Action item:
Could you retype all of the data below exactly as given?

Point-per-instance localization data
□ □ □ □ □
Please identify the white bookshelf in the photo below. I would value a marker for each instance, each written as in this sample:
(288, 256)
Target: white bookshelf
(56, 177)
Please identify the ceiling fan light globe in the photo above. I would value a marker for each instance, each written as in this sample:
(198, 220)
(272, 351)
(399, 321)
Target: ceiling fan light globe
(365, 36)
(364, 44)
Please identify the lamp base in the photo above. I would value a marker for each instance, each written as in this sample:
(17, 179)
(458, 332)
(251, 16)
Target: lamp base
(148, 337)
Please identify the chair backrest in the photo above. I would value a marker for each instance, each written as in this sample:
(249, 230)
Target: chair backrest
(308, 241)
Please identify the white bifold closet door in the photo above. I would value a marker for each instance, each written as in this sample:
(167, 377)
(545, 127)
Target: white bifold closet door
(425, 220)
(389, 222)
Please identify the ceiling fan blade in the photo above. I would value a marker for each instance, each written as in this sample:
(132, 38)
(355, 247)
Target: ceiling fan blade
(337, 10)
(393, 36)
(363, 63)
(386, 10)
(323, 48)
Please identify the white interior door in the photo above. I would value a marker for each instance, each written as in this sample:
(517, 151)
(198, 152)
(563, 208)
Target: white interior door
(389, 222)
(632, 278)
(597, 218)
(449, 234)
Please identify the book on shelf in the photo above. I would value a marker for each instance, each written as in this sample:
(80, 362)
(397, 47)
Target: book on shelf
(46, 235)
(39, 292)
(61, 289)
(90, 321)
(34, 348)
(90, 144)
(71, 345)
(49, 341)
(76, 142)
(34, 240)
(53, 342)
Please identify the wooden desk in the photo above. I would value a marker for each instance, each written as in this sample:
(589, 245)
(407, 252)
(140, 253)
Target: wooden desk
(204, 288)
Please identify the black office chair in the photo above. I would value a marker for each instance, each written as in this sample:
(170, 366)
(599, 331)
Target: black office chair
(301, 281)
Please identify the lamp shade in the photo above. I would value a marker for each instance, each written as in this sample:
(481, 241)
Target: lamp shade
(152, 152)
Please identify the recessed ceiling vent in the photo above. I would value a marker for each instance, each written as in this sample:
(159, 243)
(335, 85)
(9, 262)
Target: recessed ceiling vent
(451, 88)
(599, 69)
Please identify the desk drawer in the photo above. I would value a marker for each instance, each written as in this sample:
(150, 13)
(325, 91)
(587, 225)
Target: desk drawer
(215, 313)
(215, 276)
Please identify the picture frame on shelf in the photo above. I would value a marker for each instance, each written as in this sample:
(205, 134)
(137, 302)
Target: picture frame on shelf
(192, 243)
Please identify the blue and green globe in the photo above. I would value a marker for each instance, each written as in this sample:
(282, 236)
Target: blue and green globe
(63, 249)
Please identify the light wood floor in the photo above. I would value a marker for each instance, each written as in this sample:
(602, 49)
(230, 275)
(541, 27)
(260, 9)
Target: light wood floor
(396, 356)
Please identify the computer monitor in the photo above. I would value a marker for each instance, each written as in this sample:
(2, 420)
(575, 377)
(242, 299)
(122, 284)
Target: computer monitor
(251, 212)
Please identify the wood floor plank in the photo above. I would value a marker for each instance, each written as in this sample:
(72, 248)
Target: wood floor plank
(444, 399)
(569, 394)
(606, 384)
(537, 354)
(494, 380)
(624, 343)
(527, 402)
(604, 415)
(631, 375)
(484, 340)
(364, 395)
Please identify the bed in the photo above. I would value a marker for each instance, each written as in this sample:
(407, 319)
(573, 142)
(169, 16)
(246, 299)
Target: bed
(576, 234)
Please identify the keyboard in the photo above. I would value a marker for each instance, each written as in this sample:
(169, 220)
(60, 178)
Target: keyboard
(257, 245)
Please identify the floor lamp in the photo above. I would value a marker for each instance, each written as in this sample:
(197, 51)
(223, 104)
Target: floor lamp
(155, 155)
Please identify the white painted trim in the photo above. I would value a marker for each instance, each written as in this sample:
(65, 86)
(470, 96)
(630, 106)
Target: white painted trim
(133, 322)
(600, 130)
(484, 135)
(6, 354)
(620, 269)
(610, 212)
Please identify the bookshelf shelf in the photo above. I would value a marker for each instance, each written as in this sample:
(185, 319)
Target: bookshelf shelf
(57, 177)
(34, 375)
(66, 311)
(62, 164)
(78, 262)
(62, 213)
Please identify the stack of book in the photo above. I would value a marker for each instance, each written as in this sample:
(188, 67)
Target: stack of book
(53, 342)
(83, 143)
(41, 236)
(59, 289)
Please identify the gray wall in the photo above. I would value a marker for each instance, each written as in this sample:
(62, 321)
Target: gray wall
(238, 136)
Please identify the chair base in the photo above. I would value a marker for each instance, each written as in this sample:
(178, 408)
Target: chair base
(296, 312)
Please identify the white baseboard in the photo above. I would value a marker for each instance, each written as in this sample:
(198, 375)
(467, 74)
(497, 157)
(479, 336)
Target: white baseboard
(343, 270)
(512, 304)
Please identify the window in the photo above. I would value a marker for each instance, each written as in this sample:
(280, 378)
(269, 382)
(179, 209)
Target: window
□ □ □ □ □
Your response:
Please identify the white bookshelf in the photo below. I would value a marker for each instance, each written as in this sample:
(288, 256)
Target: white bookshelf
(56, 177)
Please identify the ceiling fan light globe in the photo above. I would value a marker for each instance, each written as in this sample:
(198, 220)
(272, 351)
(399, 321)
Target: ceiling fan light globe
(365, 36)
(364, 44)
Please identify the lamp base in the photo above. I would value a marker for each instance, each written as in this sample:
(17, 179)
(458, 332)
(251, 16)
Target: lamp base
(148, 337)
Please identify the chair backrest in the photo above. I would value a marker for each instance, each written as in this sample:
(249, 230)
Target: chair backrest
(308, 241)
Please identify the white bifold closet door in the photo above. I would value a marker for each instance, each written as in this sample:
(167, 377)
(545, 127)
Target: white bifold closet door
(425, 220)
(389, 222)
Please identify the ceiling fan blade in the photo above. I would value a marker for each instance, each written as in this sample:
(132, 38)
(355, 247)
Target: ceiling fan blade
(337, 10)
(393, 36)
(363, 63)
(386, 10)
(323, 48)
Please identify the white interior door in the photo above. I would value a marker for each instance, each written as in this sample:
(517, 151)
(198, 152)
(563, 208)
Target: white interior door
(389, 222)
(632, 278)
(597, 218)
(449, 234)
Please identify the book on shelf in the photo above. I would value a marker for each instance, each written as in this sample:
(80, 362)
(397, 47)
Target: book on shelf
(46, 235)
(39, 292)
(61, 289)
(90, 321)
(34, 348)
(90, 144)
(71, 345)
(49, 341)
(76, 142)
(34, 240)
(53, 342)
Please identify the wooden desk in the photo above. I would value a marker for each instance, each written as in this sample:
(589, 245)
(407, 252)
(140, 253)
Target: wooden desk
(204, 288)
Please identify the black office chair in the photo above. I would value a marker for each instance, each written as in this sample:
(170, 366)
(599, 331)
Target: black office chair
(301, 281)
Please identify the lamp shade in the photo above. I would value a marker for each instance, each written as in this sample:
(481, 241)
Target: lamp shade
(152, 152)
Please identify the recessed ceiling vent in the photo above. I would value a marker for each instance, each written as in this sample:
(159, 243)
(335, 85)
(9, 262)
Target: recessed ceiling vent
(451, 88)
(599, 69)
Please identify the desk drawer in the photo above. I would value a marker for each instance, each written as in this sample:
(150, 13)
(325, 91)
(587, 225)
Target: desk drawer
(215, 313)
(215, 276)
Please identify the picture frame on shelf in the photo above. I would value a marker for each instance, each written as in this sample:
(205, 134)
(137, 302)
Target: picture frame on shelf
(192, 243)
Please identify the blue and green globe in the photo above. I would value a marker for each instance, each written as in this sample:
(282, 236)
Target: blue and green globe
(63, 249)
Please identify the light wood floor in the photo above. I would value a marker for each instance, each written as in this sample:
(602, 49)
(230, 275)
(541, 27)
(260, 9)
Target: light wood floor
(396, 356)
Please identify the computer monitor in the photo above. I would value a marker for each instance, each written as in this sample:
(2, 420)
(575, 377)
(242, 299)
(122, 284)
Target: computer monitor
(251, 212)
Please identify the wood floor plank in the photo above. I would value a marker for each instance, each written as in this sample:
(72, 248)
Target: wood floor plank
(444, 399)
(569, 394)
(606, 384)
(537, 354)
(494, 380)
(624, 343)
(527, 402)
(604, 415)
(631, 375)
(484, 340)
(364, 395)
Please identify the bed in the photo above. I would value a marker for each instance, each written as in this sample:
(407, 319)
(573, 142)
(169, 16)
(246, 299)
Target: bed
(576, 234)
Please identify the keyboard in the photo above. I would value a marker for each instance, each written as in this sample:
(169, 220)
(60, 178)
Target: keyboard
(257, 245)
Please identify the floor lamp in the photo above. I would value a marker for each instance, each written as in this sample:
(197, 51)
(223, 104)
Target: floor lamp
(155, 155)
Please identify the white painted trim in the photo above. I would value a marker for each instance, each written as in this sample:
(65, 86)
(470, 96)
(630, 106)
Target: white painted trim
(133, 322)
(600, 130)
(484, 135)
(6, 354)
(620, 269)
(610, 212)
Please identify the bookshelf shelf in the photo above. I would value a marker for each instance, each written as in this sample:
(185, 319)
Target: bookshelf shelf
(57, 177)
(34, 375)
(66, 311)
(62, 164)
(78, 262)
(62, 213)
Please identify the stack of book in the photo above. I would value a marker for each instance, each written as in this sample:
(188, 67)
Target: stack of book
(53, 342)
(83, 143)
(41, 236)
(59, 289)
Please identify the gray wall in the photo above. I would value a marker for each instance, each written as in this sample:
(62, 321)
Target: gray wall
(238, 136)
Please identify the chair base in the photo above. I would value a marker for each instance, each written as in this sample:
(178, 408)
Target: chair base
(296, 312)
Please identify the white baseboard in the photo above. I would value a marker for each instance, each written as in this sample:
(198, 375)
(467, 74)
(497, 157)
(479, 336)
Target: white baseboard
(343, 270)
(512, 304)
Please identify the window in the photo above. I would value a marker for each instance, each written as in this sample:
(280, 378)
(269, 382)
(179, 209)
Target: window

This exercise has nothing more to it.